TRY IT
Go through the records and set each one down exactly, skipping any picture.

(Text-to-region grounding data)
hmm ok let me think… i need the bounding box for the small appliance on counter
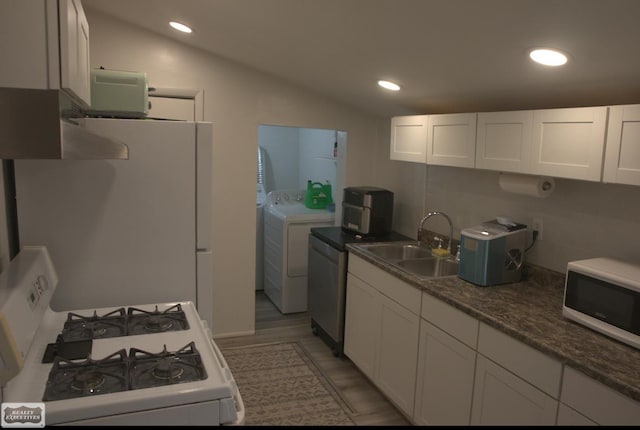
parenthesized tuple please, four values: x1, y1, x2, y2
(87, 68, 150, 118)
(458, 218, 527, 286)
(341, 186, 394, 237)
(563, 257, 640, 350)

TASK ANSWER
hmm ok let me think… i need the bounding box for the small appliance on counter
parenthesized tuple please, four values: x1, y1, x2, y2
(87, 68, 150, 118)
(458, 218, 527, 286)
(341, 186, 394, 237)
(563, 257, 640, 350)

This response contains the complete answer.